» READING TEXT
One last thing. Before you leave, turn around and look back along the main street. Have you noticed that the roads are practically the only public spaces? There are no public parks, no public gardens, and large open squares are very rare in English cities except where they serve as the marketplace. The street is the sole common outdoor domain. The guildhall is only for freemen of the city, the parish churches are only for parishioners. When people gather together in large numbers they meet in the streets, often in the marketplace or at the market cross. It is there that news is disseminated by the town crier, jugglers perform, and friars preach. But the market cross is only the central point in this network of conversations. Gossip is spread by men and women meeting in the lanes and alleys, at the shops, in the market itself, or at the water conduits. It is not just the buildings that make a medieval city but the spaces between them.

» EXERCISE BRIEF
Carry on the passage above about streets as the public space of a medieval English city, starting right after its last sentence.

» LISTED ENTRIES
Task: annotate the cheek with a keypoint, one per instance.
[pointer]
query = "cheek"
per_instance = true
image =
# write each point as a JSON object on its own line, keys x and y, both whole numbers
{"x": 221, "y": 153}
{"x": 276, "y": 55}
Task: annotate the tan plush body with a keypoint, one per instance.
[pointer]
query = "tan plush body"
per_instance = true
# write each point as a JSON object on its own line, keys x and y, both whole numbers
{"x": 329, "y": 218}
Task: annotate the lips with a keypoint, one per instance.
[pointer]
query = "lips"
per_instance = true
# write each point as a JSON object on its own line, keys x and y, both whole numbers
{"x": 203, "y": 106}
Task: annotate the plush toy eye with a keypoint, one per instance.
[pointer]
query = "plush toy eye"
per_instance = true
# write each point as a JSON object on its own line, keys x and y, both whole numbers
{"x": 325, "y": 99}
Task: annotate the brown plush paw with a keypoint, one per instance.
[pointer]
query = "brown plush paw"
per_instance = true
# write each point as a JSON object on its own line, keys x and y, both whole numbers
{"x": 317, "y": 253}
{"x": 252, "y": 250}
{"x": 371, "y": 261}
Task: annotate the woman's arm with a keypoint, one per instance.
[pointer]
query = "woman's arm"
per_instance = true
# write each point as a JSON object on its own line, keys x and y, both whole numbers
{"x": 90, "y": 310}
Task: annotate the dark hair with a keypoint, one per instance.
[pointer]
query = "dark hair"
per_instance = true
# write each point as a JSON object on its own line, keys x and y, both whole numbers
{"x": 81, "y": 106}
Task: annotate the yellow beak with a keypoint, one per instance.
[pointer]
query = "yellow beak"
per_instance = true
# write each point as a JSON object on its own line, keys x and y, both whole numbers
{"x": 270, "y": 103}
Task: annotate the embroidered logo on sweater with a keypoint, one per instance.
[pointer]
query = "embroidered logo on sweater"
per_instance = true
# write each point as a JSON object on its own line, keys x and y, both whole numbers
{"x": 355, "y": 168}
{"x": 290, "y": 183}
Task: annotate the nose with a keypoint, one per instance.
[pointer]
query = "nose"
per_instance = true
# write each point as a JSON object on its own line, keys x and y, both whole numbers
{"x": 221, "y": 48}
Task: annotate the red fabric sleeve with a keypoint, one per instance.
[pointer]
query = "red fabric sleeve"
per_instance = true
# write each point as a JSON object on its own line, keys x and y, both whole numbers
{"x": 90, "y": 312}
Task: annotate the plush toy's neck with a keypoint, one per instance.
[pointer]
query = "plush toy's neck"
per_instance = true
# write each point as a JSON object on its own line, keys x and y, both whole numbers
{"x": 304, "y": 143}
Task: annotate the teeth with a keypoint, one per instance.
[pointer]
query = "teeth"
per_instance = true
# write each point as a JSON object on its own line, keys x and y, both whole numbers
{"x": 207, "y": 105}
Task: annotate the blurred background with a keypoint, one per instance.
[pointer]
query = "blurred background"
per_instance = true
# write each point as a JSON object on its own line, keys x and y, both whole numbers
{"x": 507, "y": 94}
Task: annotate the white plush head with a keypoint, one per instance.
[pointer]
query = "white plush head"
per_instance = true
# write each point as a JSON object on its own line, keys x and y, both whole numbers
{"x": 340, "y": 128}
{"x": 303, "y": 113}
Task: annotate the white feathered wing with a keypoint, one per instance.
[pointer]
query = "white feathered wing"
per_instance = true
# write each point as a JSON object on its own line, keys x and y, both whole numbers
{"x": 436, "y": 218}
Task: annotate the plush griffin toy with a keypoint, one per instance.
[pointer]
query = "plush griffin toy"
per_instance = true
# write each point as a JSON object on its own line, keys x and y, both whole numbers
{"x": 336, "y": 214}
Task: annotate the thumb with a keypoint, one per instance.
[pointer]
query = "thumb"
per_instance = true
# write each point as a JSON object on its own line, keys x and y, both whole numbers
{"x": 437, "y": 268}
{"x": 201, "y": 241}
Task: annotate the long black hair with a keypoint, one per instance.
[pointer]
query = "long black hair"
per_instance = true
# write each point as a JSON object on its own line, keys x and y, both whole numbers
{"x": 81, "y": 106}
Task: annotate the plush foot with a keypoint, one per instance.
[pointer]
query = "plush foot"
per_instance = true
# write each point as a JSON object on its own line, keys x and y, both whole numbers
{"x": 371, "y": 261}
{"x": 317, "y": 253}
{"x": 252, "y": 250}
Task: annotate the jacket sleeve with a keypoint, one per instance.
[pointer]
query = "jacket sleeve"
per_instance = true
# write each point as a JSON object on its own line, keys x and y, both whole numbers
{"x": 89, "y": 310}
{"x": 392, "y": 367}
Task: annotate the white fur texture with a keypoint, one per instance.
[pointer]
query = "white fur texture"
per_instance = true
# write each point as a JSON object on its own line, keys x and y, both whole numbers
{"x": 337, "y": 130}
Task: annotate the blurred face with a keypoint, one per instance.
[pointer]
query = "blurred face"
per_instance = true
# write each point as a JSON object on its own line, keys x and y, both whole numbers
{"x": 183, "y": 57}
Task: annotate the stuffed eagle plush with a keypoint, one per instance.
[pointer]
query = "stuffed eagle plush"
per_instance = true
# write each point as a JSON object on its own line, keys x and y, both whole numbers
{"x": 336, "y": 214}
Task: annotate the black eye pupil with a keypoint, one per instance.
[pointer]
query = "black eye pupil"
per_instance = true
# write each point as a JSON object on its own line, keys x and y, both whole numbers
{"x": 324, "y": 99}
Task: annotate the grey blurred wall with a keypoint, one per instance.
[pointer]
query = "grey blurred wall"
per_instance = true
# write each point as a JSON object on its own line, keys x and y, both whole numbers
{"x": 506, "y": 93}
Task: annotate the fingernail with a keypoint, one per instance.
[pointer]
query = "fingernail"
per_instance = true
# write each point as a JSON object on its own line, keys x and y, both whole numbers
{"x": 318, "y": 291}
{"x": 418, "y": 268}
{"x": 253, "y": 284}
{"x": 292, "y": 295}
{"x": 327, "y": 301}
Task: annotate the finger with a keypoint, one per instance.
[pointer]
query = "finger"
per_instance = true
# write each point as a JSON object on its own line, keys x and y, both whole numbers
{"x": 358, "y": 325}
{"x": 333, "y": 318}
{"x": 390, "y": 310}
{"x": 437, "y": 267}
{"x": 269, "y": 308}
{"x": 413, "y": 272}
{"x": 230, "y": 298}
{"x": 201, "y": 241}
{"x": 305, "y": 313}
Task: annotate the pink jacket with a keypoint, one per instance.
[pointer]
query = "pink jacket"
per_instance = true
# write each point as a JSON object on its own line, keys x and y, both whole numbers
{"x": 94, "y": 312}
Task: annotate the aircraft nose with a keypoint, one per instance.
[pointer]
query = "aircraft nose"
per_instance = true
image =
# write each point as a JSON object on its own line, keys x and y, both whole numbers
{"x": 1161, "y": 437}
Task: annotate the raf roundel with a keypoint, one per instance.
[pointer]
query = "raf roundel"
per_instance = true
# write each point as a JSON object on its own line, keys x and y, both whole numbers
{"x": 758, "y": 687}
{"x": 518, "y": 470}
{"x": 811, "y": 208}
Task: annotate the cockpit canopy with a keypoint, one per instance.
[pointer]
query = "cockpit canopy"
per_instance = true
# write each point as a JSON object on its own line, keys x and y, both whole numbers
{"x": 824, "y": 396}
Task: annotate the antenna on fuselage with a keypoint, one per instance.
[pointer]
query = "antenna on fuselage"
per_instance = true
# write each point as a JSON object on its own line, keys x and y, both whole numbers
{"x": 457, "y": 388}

» WRITTEN RESPONSE
London

No trip to medieval England would be complete without a visit to London. It is not just the largest city in England but also the richest,
the most vibrant, the most polluted, the smelliest, the most powerful, the most colorful, the most violent, and the most diverse. For most of the century the adjacent town of Westminster—joined to the city by the long elegant street called the Strand—is also the permanent seat of government. To be precise, it
becomes
the permanent seat of government. In 1300 the government is still predominantly itinerant, following the king as he journeys around the kingdom. However, from 1337 Edward III increasingly situates his civil service in one place, at Westminster. His chancellor, treasurer, and other officers of state all issue their letters from permanent offices there. After the last meeting at York (1335), parliaments too are normally held at Westminster. Richard II does hold six of his twenty-four parliaments elsewhere (at Gloucester, Northampton, Salisbury, Cambridge, Winchester, and Shrewsbury), but doing so only strengthens the feeling that Westminster is the proper place for parliamentary assemblies, so that the commons can more easily attend. All these developments, plus London’s links with European traders and banking houses, enhance the standing of the capital. Its importance as an economic and a political center at the end of the century is greater than that of all the other cities in England combined.